#### [Exercise details]
Put lines from the listing below into a numbered list, beginning at its start and stopping after the line that has "positive clicks: (224, 180) (235, 183)". Skip blank lines and leave the pictures out.

Dataset entries
════════════════════

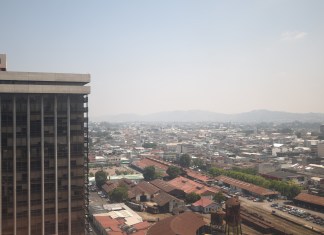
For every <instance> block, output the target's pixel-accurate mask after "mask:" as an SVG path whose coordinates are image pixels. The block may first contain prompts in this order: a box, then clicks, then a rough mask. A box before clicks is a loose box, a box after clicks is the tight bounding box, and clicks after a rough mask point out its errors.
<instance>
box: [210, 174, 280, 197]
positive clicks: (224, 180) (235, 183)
mask: <svg viewBox="0 0 324 235" xmlns="http://www.w3.org/2000/svg"><path fill="white" fill-rule="evenodd" d="M216 180H218V181H219V182H222V183H225V184H228V185H231V186H232V187H236V188H239V189H243V190H245V191H247V192H250V193H252V194H255V195H258V196H263V197H267V196H273V195H278V192H276V191H272V190H270V189H266V188H263V187H260V186H257V185H254V184H250V183H246V182H244V181H240V180H236V179H233V178H230V177H227V176H222V175H221V176H218V177H216Z"/></svg>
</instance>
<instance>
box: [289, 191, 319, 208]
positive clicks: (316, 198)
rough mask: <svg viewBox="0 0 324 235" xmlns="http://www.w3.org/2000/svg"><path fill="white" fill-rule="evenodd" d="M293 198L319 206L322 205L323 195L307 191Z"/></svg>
mask: <svg viewBox="0 0 324 235" xmlns="http://www.w3.org/2000/svg"><path fill="white" fill-rule="evenodd" d="M294 199H295V200H298V201H302V202H307V203H311V204H315V205H319V206H324V197H320V196H315V195H311V194H308V193H300V194H298V195H297V197H295V198H294Z"/></svg>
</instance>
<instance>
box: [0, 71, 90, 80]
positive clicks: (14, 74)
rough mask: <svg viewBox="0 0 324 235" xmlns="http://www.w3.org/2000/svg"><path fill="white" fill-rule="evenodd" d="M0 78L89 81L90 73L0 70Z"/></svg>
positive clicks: (7, 79)
mask: <svg viewBox="0 0 324 235" xmlns="http://www.w3.org/2000/svg"><path fill="white" fill-rule="evenodd" d="M0 80H12V81H36V82H37V81H47V82H78V83H89V82H90V74H73V73H39V72H11V71H10V72H9V71H2V72H0Z"/></svg>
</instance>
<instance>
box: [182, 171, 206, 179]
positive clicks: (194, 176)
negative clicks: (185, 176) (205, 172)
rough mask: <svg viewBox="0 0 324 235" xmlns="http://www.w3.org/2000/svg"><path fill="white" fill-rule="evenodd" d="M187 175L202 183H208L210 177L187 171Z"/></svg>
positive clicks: (196, 172) (192, 171)
mask: <svg viewBox="0 0 324 235" xmlns="http://www.w3.org/2000/svg"><path fill="white" fill-rule="evenodd" d="M186 173H187V175H188V176H190V177H191V178H195V179H197V180H200V181H202V182H207V181H209V177H208V176H206V175H203V174H201V173H199V172H196V171H193V170H186Z"/></svg>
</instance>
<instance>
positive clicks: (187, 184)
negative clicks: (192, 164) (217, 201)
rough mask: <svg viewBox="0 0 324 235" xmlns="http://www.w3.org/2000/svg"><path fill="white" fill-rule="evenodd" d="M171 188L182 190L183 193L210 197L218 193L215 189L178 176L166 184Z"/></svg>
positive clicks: (202, 184)
mask: <svg viewBox="0 0 324 235" xmlns="http://www.w3.org/2000/svg"><path fill="white" fill-rule="evenodd" d="M168 183H169V184H171V185H172V186H174V187H176V188H178V189H181V190H183V191H184V192H185V193H192V192H194V193H197V194H199V195H211V194H215V193H217V192H218V190H217V189H215V188H211V187H208V186H205V185H203V184H200V183H198V182H195V181H193V180H190V179H187V178H184V177H182V176H178V177H177V178H174V179H173V180H170V181H169V182H168Z"/></svg>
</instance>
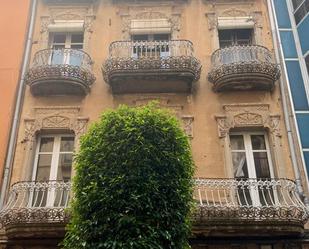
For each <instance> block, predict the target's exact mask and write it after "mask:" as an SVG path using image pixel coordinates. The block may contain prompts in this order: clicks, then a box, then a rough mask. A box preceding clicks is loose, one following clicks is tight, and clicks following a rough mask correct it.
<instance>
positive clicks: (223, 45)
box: [219, 29, 253, 48]
mask: <svg viewBox="0 0 309 249" xmlns="http://www.w3.org/2000/svg"><path fill="white" fill-rule="evenodd" d="M252 34H253V30H252V29H222V30H219V43H220V48H224V47H229V46H235V45H249V44H252Z"/></svg>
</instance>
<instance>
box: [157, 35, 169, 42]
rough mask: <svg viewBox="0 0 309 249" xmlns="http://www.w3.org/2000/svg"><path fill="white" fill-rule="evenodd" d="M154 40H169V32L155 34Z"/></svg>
mask: <svg viewBox="0 0 309 249" xmlns="http://www.w3.org/2000/svg"><path fill="white" fill-rule="evenodd" d="M153 40H154V41H168V40H169V34H154V35H153Z"/></svg>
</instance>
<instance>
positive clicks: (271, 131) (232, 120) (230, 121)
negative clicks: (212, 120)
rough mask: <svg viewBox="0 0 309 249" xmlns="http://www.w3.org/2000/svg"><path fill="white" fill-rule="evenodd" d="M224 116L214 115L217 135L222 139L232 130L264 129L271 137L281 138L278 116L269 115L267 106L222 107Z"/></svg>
mask: <svg viewBox="0 0 309 249" xmlns="http://www.w3.org/2000/svg"><path fill="white" fill-rule="evenodd" d="M223 110H224V114H220V115H215V119H216V121H217V125H218V135H219V137H220V138H224V137H225V136H226V135H227V134H228V133H229V131H230V129H233V128H250V127H255V128H266V129H268V130H269V132H270V133H271V135H274V136H278V137H280V136H281V132H280V115H277V114H271V113H270V111H269V105H268V104H231V105H223Z"/></svg>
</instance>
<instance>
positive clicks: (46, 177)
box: [36, 155, 52, 181]
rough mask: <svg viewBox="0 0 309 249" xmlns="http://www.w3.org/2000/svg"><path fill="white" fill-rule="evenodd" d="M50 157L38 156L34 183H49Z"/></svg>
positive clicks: (47, 155)
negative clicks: (36, 181)
mask: <svg viewBox="0 0 309 249" xmlns="http://www.w3.org/2000/svg"><path fill="white" fill-rule="evenodd" d="M51 159H52V155H39V159H38V168H37V173H36V181H49V174H50V166H51Z"/></svg>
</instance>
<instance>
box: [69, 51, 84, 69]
mask: <svg viewBox="0 0 309 249" xmlns="http://www.w3.org/2000/svg"><path fill="white" fill-rule="evenodd" d="M67 59H68V64H70V65H72V66H80V65H81V64H82V61H83V54H82V53H80V52H79V51H75V53H74V52H72V53H71V54H70V56H69V57H68V58H67Z"/></svg>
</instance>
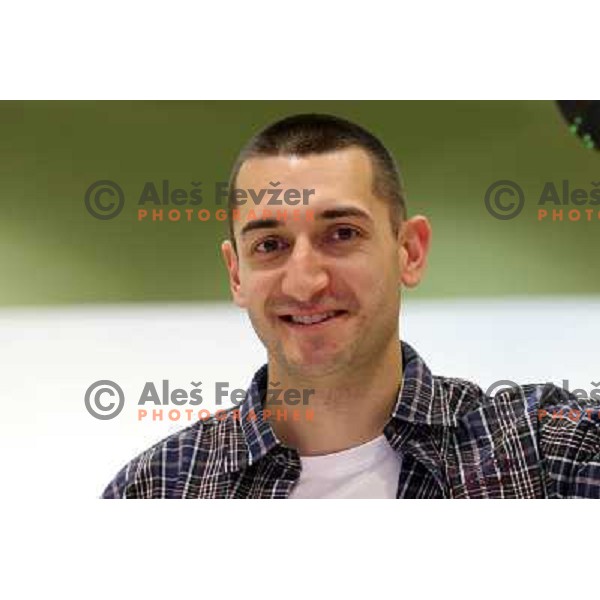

════════════════════

#### [Your response]
1. For every <instance> block, output the target's pixel-accurate mask after "mask:" as an SVG path whose coordinates are image pixels. The block may first contain prompts in this order: a box, then clicks, then a rough mask. A box before clicks is a loose box, a box after clicks is the tight bounding box, and clicks after a rough mask point out its errors.
2. <instance>
3. box: [210, 174, 280, 197]
4. positive clicks: (224, 180) (235, 183)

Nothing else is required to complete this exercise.